* **DATA SUPPLIED**:
────────────────

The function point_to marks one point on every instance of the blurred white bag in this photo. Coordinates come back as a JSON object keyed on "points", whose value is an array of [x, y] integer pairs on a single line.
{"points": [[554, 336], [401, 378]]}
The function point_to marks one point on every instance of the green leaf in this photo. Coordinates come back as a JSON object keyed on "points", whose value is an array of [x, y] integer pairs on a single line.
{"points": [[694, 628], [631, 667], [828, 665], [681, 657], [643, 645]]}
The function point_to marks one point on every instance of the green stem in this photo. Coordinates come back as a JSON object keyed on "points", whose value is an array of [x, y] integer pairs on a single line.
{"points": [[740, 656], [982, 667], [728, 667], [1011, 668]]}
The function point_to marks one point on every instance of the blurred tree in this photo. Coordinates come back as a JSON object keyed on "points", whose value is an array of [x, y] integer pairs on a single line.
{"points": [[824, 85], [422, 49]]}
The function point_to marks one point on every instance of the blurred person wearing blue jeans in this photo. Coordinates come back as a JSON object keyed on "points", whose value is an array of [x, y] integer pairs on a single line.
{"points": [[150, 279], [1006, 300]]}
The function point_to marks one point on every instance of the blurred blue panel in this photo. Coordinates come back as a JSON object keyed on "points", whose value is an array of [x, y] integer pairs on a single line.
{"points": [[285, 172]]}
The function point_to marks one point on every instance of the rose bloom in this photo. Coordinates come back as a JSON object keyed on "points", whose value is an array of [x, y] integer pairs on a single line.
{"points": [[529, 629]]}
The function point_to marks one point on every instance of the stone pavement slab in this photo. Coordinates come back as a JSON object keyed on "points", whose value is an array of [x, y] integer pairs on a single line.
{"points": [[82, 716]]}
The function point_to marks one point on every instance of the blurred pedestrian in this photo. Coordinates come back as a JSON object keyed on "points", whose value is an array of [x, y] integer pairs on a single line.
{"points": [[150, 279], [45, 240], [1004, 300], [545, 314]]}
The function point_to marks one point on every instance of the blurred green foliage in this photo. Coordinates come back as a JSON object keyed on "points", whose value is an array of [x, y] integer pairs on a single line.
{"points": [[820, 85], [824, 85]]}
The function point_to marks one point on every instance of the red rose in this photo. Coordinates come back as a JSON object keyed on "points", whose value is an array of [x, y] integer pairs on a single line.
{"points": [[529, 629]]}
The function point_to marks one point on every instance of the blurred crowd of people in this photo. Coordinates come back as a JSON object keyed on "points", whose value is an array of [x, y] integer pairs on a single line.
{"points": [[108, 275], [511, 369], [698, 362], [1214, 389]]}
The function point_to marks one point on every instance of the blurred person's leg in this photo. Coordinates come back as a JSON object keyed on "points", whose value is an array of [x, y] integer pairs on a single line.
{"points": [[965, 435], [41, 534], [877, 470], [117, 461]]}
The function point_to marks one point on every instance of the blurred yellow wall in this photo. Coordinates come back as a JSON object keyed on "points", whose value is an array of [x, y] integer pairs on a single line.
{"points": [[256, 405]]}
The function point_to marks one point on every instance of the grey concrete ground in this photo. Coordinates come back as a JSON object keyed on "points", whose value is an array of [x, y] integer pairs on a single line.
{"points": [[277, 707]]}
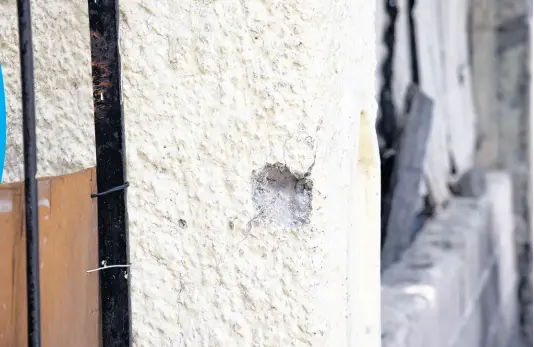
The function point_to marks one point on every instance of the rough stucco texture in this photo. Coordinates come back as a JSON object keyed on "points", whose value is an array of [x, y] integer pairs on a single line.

────────────────

* **REQUIREMENT**: Rewrite all of the material above as a numbered list, one line per item with blank lines dropped. Leave the pictures out.

* **THE OUTPUT**:
1. The function point_to marks one point on every instance of the blurred white bag in this photo. Coordinates come back as a JSON object keyed on "points", whose value is an array of [x, y] integer pairs on a single line.
2. {"points": [[554, 336], [401, 378]]}
3. The function point_to marks one point on every instance of the green leaf in this photo. Coordinates come back as a JSON object keyed on "points", whose value is an array of [x, y] integer pairs on a single line.
4. {"points": [[694, 628], [631, 667], [828, 665], [681, 657], [643, 645]]}
5. The function point_to marks one point on every instance of the green stem in this photo. Coordinates come back as a JSON object keyed on "points", whose value is an array of [x, y] integer pairs on a single line.
6. {"points": [[740, 656], [982, 667], [728, 667], [1011, 668]]}
7. The function point_to marks one point on every instance of the blurred tree in this photo. Coordinates come back as a JSON object keyed on "points", whose value is an array of [x, y] integer pairs on a single line.
8. {"points": [[824, 85], [422, 49]]}
9. The function point_to marks one point on every instance of the blurred person wearing blue jeans in this photo. Coordinates come back as a JSON object keyed on "points", whose value is an array of [x, y] integer pairs on a single line.
10. {"points": [[150, 279], [1006, 300]]}
11. The function point_to marks one point on every instance of the blurred blue panel in this photo. Coordinates come back as a JSON object keyed on "points", whose value is an array of [x, y] integer pairs on a single line.
12. {"points": [[285, 172]]}
13. The function point_to marks one point on every instance of the rose bloom in this photo. Coordinates come back as a JSON object keyed on "points", whose value is an array of [x, y] integer pairs on a single line.
14. {"points": [[529, 629]]}
15. The function point_to marks one point on every instance of the stone pavement slab in this photo. Coordinates come back as a JSON object keyed on "points", whose value is an array of [x, y] integer pairs on a single line.
16. {"points": [[82, 716]]}
17. The function point_to marks one point on every instance of the blurred pedestrian in this photo. Coordinates come back as a JSON object keyed on "points", whose value is an array of [x, y] integer pairs on a single line.
18. {"points": [[150, 279], [45, 240], [1004, 300], [545, 314]]}
19. The function point_to marks one point on every instance of the blurred green foliage in this photo. Coordinates come back as a JSON object keyed on "points", whose value is an array of [x, y] integer pairs on a single line.
20. {"points": [[820, 85], [824, 85]]}
21. The function point_to marks one point on every instance of the red rose in this photo. Coordinates come back as a JSON object keyed on "points", whose value is an array of [x, y] integer pairs on a single line.
22. {"points": [[529, 629]]}
23. The function point_to marks one point on every instance of the blurred crowd of people in this photo. Coordinates come back as a JSON object keyed on "points", whose value is an array of [x, y] integer pairs on a single line.
24. {"points": [[108, 275], [511, 369], [698, 362], [1214, 389]]}
25. The function point_to marks one point on every instance of the blurred person's leg in this photo. Coordinates come back as a JSON object keyed on "points", whose value is an array of [x, y] integer pairs on a single line.
26. {"points": [[965, 435], [41, 534], [877, 470], [117, 461]]}
27. The function point_to marks one point on every instance of the blurred yellow wall in this photo. Coordinates come back as a JSON object keyed on "points", whose value is an array of [x, y] integer pairs on a single line.
28. {"points": [[256, 405]]}
29. The function point_to marks one point on every instance of the grey concrete ground in this photo. Coordinates come back as a JSON object keyed on "points", whose value is an array of [x, y] integer pairs on a single line.
30. {"points": [[277, 707]]}
31. The function point_to marks one point on every instance of the rough stucco texture in this photo. Coordinates come back as a JSON object keyed on "points", whose value is an array of [x, y] integer pairs on a single line.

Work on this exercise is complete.